**Short task**
Gather every line in the data below that contains the word "compound".

**Available records**
_ _ _ _ _ _ _

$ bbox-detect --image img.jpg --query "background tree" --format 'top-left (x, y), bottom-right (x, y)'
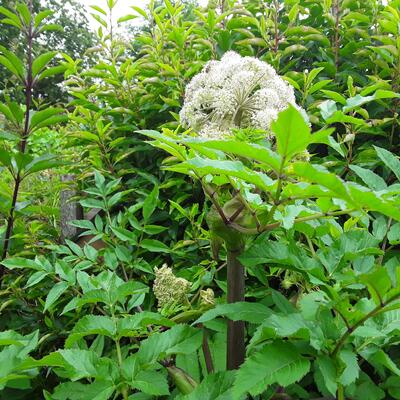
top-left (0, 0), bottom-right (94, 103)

_ _ _ _ _ _ _

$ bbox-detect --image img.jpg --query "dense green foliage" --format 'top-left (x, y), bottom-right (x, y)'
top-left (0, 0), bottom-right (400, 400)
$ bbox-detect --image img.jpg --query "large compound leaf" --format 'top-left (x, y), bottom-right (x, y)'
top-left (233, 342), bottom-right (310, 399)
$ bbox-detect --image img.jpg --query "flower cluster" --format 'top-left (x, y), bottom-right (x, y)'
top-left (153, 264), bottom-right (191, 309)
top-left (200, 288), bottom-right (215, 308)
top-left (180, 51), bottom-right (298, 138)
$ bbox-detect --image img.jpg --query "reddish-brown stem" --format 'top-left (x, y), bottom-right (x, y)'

_ _ _ _ _ _ _

**The solution**
$ bbox-detect --image img.jpg --query "large compound leaf" --format 'top-left (x, y), bottom-right (x, y)'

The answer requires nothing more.